▶ **EXCERPT PROVIDED**:

307. Business Writing (3) I II Practice in writing business
letters, reports and proposals. P, 102.

308. Technical Writing (3) I II Analysis and presentation of
scientific and technical information. P, 102.

309. Poetry Writing (3) I II Practice in writing poetry. P, 209.

310. The Novel (3) II S The origin and evolution of the novel as
a literary form. P, First-year Composition.

317. Lyric Poetry (3) I II A close reading of poetry. P, First-
year Composition.

319. Tolkien, Lewis, et al.(3) II The mythic dimensions of
fantastic literature, especially in the works of J.R.R. Tolkien,
C.S. Lewis, and Owen Barfield. P, First-year Composition.

320a-320b. Literature of the Bible (3-3) 320a: Old Testament:
legendary and historical narratives, prophetic literature, and
poetry. 320b: New Testament: The Gospels, the Epistles of Paul,
and Revelation. P, HUM 250a. (Identical with RELI 320a-320b)

331. Shakespeare's Major Plays (3) I II A close reading of six to
eight plays, including a comedy, a history, a tragedy, and a
tragicomedy.

342. Writers, Women and the Gods: The Caribbean Novel (3) I
(Identical with AAS 342)

346. African Literature in Translation (3) II 1994-95 (Identical
with FREN 346)

350. Oral Tradition (3) I II A study of oral tradition, with an
emphasis on American Indian myth, legend and lore. P, First-year
Composition. (Identical with AINS 350)

▶ **SUPPLIED INFORMATION**:
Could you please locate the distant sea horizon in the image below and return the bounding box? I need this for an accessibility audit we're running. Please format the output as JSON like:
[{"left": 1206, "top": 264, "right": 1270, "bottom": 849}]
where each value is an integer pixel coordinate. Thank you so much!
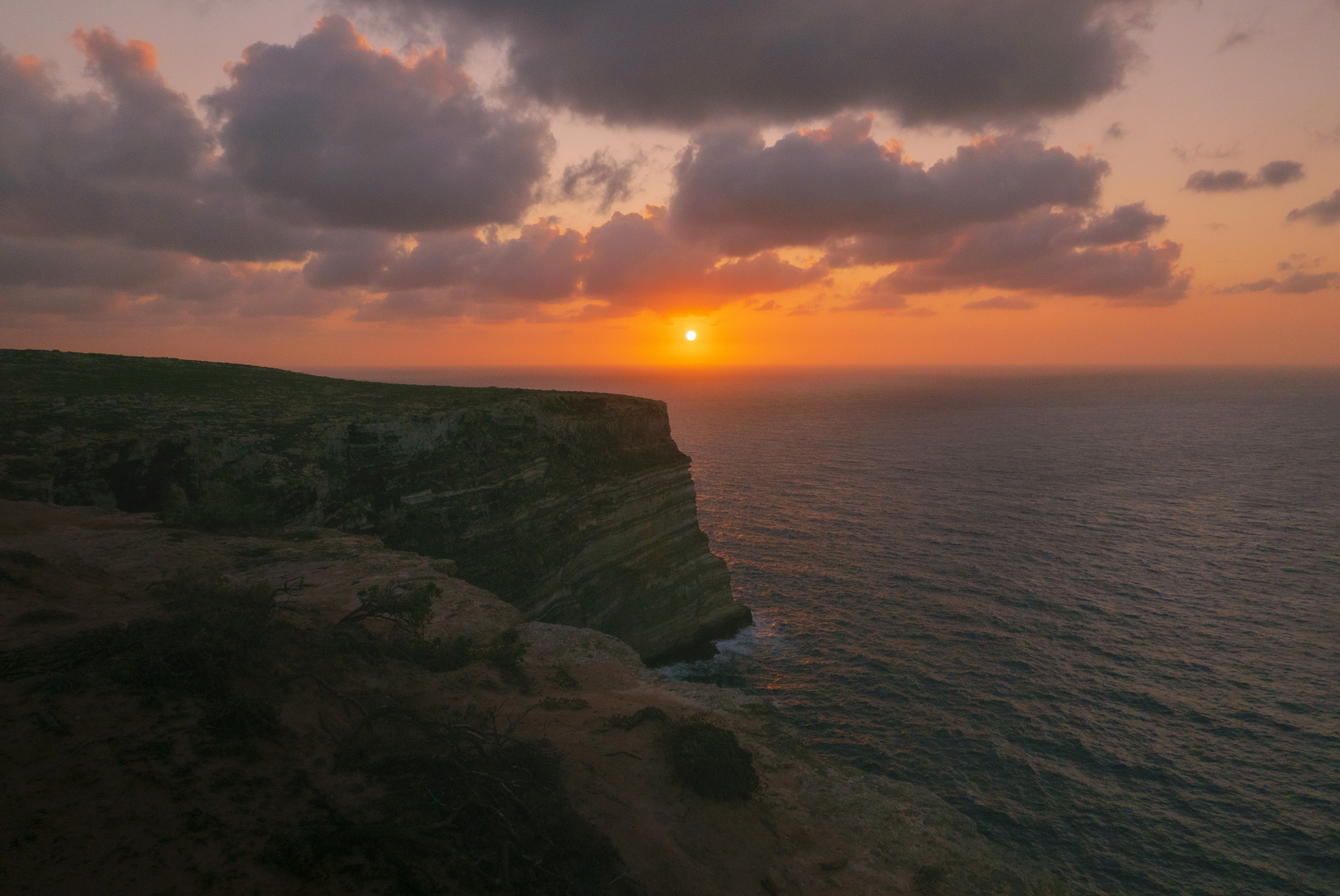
[{"left": 308, "top": 367, "right": 1340, "bottom": 896}]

▶ **GOAL**: Based on the course listing, explain why Literature of the Bible could also be taken under a religion course number. You can leave the material aside; nothing here depends on it.

▶ **FINISHED ANSWER**: The course listing marks Literature of the Bible (320a-320b) as identical with RELI 320a-320b. It is the same course offered under both numbers.